WHAT TO WORK ON ▸
(a) According to the Band Rio Interior page, for how many municipalities does the station generate programming?
(b) Rewrite the Band Rio Interior page from "Band Rio Interior (channel" up to and including "state's inland region.", putting "interior region" in place of "inland region".
(c) Resume the Band Rio Interior page after its last sentence.

PAGE TEXT ▸
Technical information
- Licensing authority: ANATEL
- ERP: 0.35 kW
- Transmitter coordinates: 22°32′4.3″S 44°9′51.5″W﻿ / ﻿22.534528°S 44.164306°W

Links
- Public license information: Profile
- Website: bandtv.band.uol.com.br/tv/riointerior

= Band Rio Interior =

Band Rio Interior (channel 8) is a Rede Bandeirantes-owned-and-operated station licensed to the city of Barra Mansa, in the west of the state of Rio de Janeiro. The first television license to operate outside of the state capital, it generates programming for 72 municipalities in the state's inland region.

==History==
Its license was granted by Ernesto Geisel and Minister of Communications Ernesto Quandt de Oliveira on April 18, 1975. The station was founded on July 28, 1978, as TV Sul Fluminense, by politician and businessman Feres Nader, and since the beginning, it was a Rede Bandeirantes affiliate. It was the first television station in the state's interior, repeating the footsteps of its sister radio station, Rádio Sul Fluminense, founded in 1944. In 1999, the station started broadcasting via the Brasilsat B3 satellite, reaching all of Brazil and parts of its neighboring countries.

On January 9, 2004, TV Sul Fluminense is sold to businessman Domingo Alzugaray, owner of Editora Três, which publishes, among other magazines, IstoÉ. In 2007, it was sold to Grupo Bandeirantes de Comunicação, becoming Band Barra Mansa, and in 2012, Band Rio Interior.

DATASET CONTENT ▸
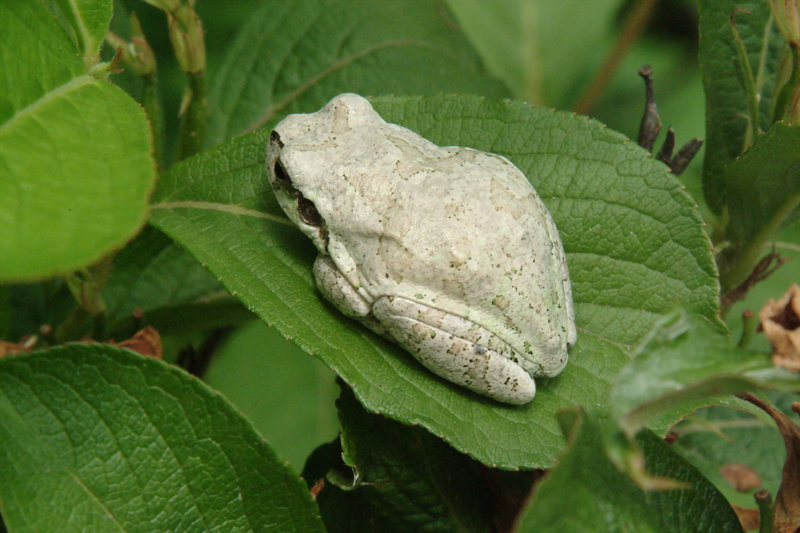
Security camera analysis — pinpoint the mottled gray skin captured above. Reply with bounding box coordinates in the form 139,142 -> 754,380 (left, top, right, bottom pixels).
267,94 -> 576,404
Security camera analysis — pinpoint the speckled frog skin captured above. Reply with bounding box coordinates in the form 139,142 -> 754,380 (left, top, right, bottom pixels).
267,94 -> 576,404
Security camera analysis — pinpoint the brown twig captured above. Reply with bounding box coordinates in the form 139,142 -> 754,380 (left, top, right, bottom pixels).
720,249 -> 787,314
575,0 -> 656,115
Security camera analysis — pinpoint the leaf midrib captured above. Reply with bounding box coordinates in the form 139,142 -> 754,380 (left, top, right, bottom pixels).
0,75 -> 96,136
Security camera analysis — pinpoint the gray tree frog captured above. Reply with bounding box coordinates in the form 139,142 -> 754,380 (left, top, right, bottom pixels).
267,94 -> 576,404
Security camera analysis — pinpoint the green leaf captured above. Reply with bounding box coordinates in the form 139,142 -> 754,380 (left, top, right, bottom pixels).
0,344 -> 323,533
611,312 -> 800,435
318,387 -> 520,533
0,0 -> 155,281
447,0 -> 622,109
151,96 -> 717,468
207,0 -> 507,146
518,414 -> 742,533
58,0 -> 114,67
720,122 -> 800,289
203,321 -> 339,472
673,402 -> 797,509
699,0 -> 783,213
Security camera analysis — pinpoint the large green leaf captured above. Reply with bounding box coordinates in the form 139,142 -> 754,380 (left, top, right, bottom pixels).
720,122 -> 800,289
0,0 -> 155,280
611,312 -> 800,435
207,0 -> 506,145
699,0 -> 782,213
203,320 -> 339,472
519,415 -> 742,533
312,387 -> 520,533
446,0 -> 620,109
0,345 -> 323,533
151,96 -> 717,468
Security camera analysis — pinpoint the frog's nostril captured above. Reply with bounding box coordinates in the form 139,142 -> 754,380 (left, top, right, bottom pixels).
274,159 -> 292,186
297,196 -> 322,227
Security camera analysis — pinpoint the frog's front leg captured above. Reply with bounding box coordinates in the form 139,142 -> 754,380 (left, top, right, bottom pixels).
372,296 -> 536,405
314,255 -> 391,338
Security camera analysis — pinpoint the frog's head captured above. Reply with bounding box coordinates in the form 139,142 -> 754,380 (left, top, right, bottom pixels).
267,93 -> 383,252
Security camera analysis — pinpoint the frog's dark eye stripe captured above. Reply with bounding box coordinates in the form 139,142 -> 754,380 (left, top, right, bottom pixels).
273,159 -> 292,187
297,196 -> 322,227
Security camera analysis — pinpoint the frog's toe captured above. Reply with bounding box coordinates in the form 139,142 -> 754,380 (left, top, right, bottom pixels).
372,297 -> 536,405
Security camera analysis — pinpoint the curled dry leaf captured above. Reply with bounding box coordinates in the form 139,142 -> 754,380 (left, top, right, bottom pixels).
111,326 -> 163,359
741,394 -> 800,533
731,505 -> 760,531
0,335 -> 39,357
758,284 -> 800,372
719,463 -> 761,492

RESPONSES BY ITEM NUMBER ▸
(a) 72 municipalities

(b)
Band Rio Interior (channel 8) is a Rede Bandeirantes-owned-and-operated station licensed to the city of Barra Mansa, in the west of the state of Rio de Janeiro. The first television license to operate outside of the state capital, it generates programming for 72 municipalities in the state's interior region.

(c)
On June 4, 2013, alleging "financial adequation", the station fired 30 of its 52 staff, including its news director, Adriano Lizarelli. Band Rio Interior's three remaining local programs (Tô na Área, Band Cidade and Entrevista Coletiva) ended, and in its place, the station started airing the programming of Band Rio full time.

In 2016, to cover the lack of its own local programming, it decided to bring back Tô na Área, but only on Sundays, at 9am. In 2017, Boa Noite Interior started, an interview program about culture, business and politics, under the helm of Elias Raffide, on Saturdays, at 6:50pm. In 2018, o Tô na Área moved to Saturday mornings; on the afternoons at 1:30pm, it started airing Taí para Todos, absorbing the team of Boa Noite Interior, which was cancelled.

==Technical information==

| Virtual | Physical | Screen | Content |
|---|---|---|---|
| 8.1 | 33 UHF | 1080i | Band Rio Interior / Band's main schedule |

In February 2012, Band Rio Interior started its digital broadcasts on UHF channel 33.

The station shut down its analog signal on VHF channel 8 on December 12, 2018, following the official ANATEL roadmap.